演習の要件
**a)** 本文抜粋では、起立性調節障害の症状は何の異常によるものとされていますか。
**b)** 起立性調節障害に関する本文抜粋を2文で要約してください。

本文抜粋
起立性調節障害とは
循環器系の調節がうまくいかなくなる疾患
- 立っているとくらくらする、なんだかフワーとする
- おなかが痛い
- 頭が痛い
- 体がだるく食欲がない
- 吐き気がある
- なんとなく自分の体でないような感じがする
など
これらの症状は、自律神経系の異常によるものです。
患者さんによっていろいろな訴えが多く、自分でもどこが悪いのかはっきりいしないのが特徴です。
そのため周りからは、「最近だらけている、なまけている、たるんでいる」などと見られがちになることも多いです。
よくある症状
立ちくらみ、めまい
小学生の約25%程度、中学生の45%程度との報告もあります。
起立時の気分不良や失神
脳貧血の状態に陥ります。起立直後の交感神経の機能が十分に働かず、低血圧状態が続きます。
午前中の気分不良
- 夜遅い就眠時間によって朝の寝起きが困難となり、午前中の体調不良が続きます。
全身倦怠感、片頭痛や緊張性頭痛を発症します。

空間位置特定データ
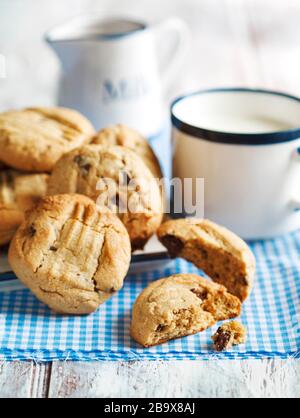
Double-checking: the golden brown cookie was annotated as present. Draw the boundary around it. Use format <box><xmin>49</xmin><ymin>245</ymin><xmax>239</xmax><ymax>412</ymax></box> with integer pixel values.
<box><xmin>131</xmin><ymin>274</ymin><xmax>241</xmax><ymax>347</ymax></box>
<box><xmin>48</xmin><ymin>145</ymin><xmax>163</xmax><ymax>251</ymax></box>
<box><xmin>212</xmin><ymin>321</ymin><xmax>247</xmax><ymax>351</ymax></box>
<box><xmin>91</xmin><ymin>124</ymin><xmax>163</xmax><ymax>179</ymax></box>
<box><xmin>158</xmin><ymin>218</ymin><xmax>255</xmax><ymax>301</ymax></box>
<box><xmin>9</xmin><ymin>195</ymin><xmax>131</xmax><ymax>314</ymax></box>
<box><xmin>0</xmin><ymin>107</ymin><xmax>94</xmax><ymax>172</ymax></box>
<box><xmin>0</xmin><ymin>170</ymin><xmax>49</xmax><ymax>245</ymax></box>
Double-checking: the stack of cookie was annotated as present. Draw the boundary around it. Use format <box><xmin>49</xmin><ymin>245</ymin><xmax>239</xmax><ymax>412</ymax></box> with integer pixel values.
<box><xmin>0</xmin><ymin>108</ymin><xmax>94</xmax><ymax>245</ymax></box>
<box><xmin>0</xmin><ymin>108</ymin><xmax>255</xmax><ymax>348</ymax></box>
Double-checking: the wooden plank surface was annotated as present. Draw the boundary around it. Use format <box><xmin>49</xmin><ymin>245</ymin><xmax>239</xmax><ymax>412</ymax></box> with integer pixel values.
<box><xmin>0</xmin><ymin>0</ymin><xmax>300</xmax><ymax>398</ymax></box>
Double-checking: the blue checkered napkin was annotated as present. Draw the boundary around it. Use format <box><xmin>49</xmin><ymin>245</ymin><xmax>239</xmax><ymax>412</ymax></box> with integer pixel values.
<box><xmin>0</xmin><ymin>233</ymin><xmax>300</xmax><ymax>361</ymax></box>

演習の解答
**a)** 自律神経系の異常によるものとされています。

**b)** 起立性調節障害は循環器系の調節がうまくいかなくなる疾患で、立ちくらみ、腹痛、頭痛、だるさ、吐き気などの症状は自律神経系の異常によるものです。訴えが多様で本人にもどこが悪いのかはっきりしないため、周りからはなまけていると見られがちになります。